### Written instruction
Rewrite the rows below as a JSON list of strings with one string per line, leaving out blank lines. Omit the pictures from your answer.
☆ ☆ ☆ ☆ ☆ ☆ ☆
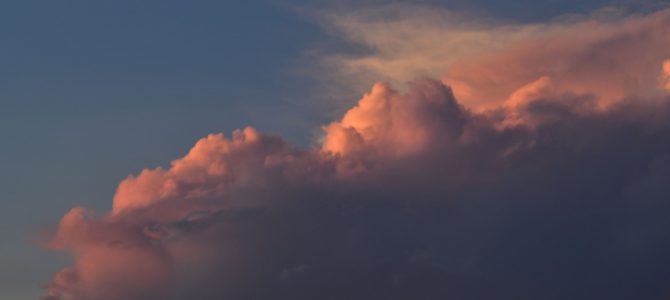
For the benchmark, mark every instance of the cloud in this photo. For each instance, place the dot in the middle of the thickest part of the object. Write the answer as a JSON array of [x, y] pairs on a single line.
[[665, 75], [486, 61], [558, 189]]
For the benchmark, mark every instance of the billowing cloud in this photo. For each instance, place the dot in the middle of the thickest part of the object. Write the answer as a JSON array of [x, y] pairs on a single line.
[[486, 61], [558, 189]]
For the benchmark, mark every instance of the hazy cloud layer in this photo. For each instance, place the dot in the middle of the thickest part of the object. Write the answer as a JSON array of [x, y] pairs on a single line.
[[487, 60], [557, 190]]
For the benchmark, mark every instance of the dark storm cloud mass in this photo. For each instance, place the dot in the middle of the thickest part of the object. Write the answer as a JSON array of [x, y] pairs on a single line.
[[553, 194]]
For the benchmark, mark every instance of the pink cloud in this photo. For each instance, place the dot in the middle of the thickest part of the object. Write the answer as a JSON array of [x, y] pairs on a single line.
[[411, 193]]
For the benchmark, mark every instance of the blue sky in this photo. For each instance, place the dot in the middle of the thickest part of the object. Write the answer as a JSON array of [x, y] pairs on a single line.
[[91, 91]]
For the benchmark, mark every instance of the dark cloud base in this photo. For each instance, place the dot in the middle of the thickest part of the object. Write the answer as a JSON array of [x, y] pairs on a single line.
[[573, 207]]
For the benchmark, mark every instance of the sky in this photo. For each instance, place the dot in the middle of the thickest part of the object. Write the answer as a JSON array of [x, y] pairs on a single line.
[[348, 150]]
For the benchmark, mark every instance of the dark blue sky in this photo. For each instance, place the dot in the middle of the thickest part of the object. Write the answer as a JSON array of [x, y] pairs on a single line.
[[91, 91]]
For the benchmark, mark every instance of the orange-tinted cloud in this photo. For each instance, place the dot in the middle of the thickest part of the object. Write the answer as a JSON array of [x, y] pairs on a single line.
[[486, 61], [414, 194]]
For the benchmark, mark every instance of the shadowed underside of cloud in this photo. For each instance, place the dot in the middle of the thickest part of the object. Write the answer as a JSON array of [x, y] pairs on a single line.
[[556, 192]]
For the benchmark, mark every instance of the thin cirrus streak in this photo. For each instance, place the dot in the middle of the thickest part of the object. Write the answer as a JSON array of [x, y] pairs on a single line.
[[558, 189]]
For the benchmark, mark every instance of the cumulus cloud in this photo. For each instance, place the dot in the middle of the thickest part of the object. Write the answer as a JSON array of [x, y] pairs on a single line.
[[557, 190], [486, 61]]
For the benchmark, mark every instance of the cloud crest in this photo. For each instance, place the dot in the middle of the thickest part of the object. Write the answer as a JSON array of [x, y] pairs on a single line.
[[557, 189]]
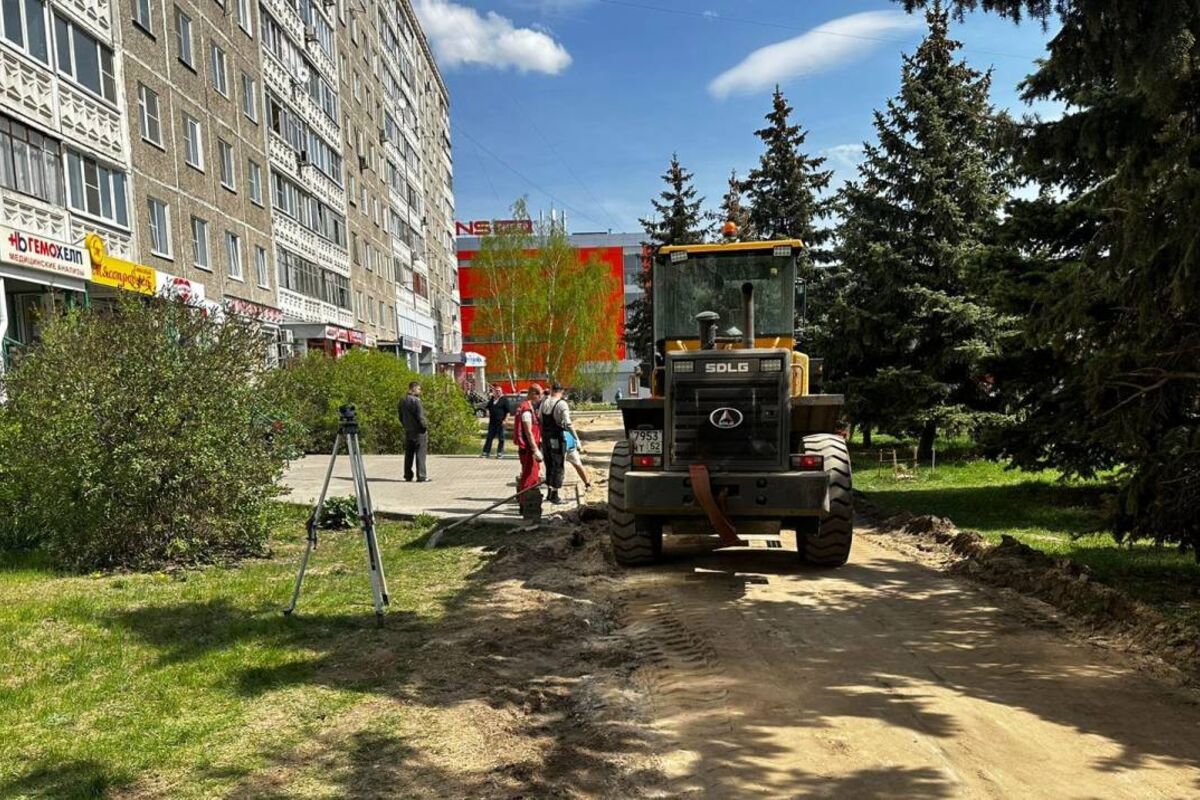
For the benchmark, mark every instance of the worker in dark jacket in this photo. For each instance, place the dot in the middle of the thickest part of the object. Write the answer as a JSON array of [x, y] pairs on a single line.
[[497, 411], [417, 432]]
☆ ☆ ☆ ☆ ☆ ☆ ☆
### Output for this task
[
  "For the benchmark, mark every instance of the cloud in this photo. For each instance, place the dot in the middle of the thickest part of the object. Write the answer as a JSON array of [x, y] pairs on a single line.",
  "[[665, 75], [486, 61], [558, 189]]",
  "For the benchmark, mark every instance of the billowing cloud in this photo. For each instance, place the dot in the middle of the thickest part of the object. Write the answer as a JSON array of [x, y] pairs on a single line.",
  "[[486, 61], [558, 189]]",
  "For the benchmark, mark every instance of the hazy cloud layer in this photo. For each instance, place the dot in the middle of the thickest part of the object. Write the answer as a JSON array of [x, y] pairs on a single line.",
  "[[487, 60], [557, 190]]",
  "For the benchmark, mark every instance of the dark storm cloud mass in this photo. For each instance, place the dot in the middle of the thickest part of the object. Write the answer as a JSON array of [x, y] pairs on a single line.",
  "[[553, 194]]",
  "For the benchmark, mark every instance of the pink cloud in this photo. For each instance, place the dot in the middle of the thickest part of the object. Write the answer as a JSON array of [x, y] pairs on a single line.",
  "[[411, 193]]",
  "For the benchmark, mark every instance of the blue sky in this photo. For each instance, place the dot in the middle of the thickest part of the object. Write the answer as a JSON array of [x, y] pairs on a single line.",
  "[[91, 91]]",
  "For the benchmark, mark every instance of the dark cloud base in this photo. For each instance, place the dot in the middle of the thickest part of the object. Write the answer as a JSON array of [x, y] pairs on a single line.",
  "[[573, 207]]",
  "For the benchmark, mark every instance of the sky in this photo. For each instance, place the dot in the middle of the thickest part of the object. Write the answer as a JSON array of [x, y] pairs on a single line.",
  "[[348, 150]]",
  "For the benchmark, mark every instance of the dark blue sky in this photo. For each instance, place the dot in the middle of the thickest part of the object. Write the answer as a JSON array of [x, y] pairs on a single line.",
  "[[91, 91]]",
  "For the benchmark, mark every instance of the orange-tinted cloud in this photo. For each instance, place the dot in the middle of the thickest part of the object. Write the answer as a JSON array of [x, y] pairs on a single line.",
  "[[486, 61], [414, 194]]",
  "For the benchmark, mark every instance of the shadowed underside of cloud in this photo. For each instance, place the dot in the middle of the thickest part of the object. Write the answer as a JSON array of [x, y] pairs on a single line.",
  "[[556, 192]]",
  "For the benchmark, mark every instance of the thin cirrus streak in this photo. For each instance, place the dot in the middle of the thickest part of the object. Write the answer as a JSON array of [x, y] pairs on a single line.",
  "[[558, 189]]",
  "For the benchmark, mark every instance of the cumulus cloud in this photo. For each instance, place the dot in the middle of the thickest part of the object. Write the answer as a JSON array of [x, y] pairs on a single line.",
  "[[557, 190], [486, 61]]",
  "For the benchmark, mark every instance of the cloud crest in this photo. For each instance, place the dot in the middle of the thickest part of the object. Write the answer as a JSON array of [x, y] pairs on a single line.",
  "[[557, 189]]",
  "For the benchmark, mark every instance of the worker in dark jacket in this photo. For each instance, place the dot in the middle of the thickest part of the object. Write the answer as a JSON array of [x, y] pairs on a single line.",
  "[[497, 411], [417, 432]]"
]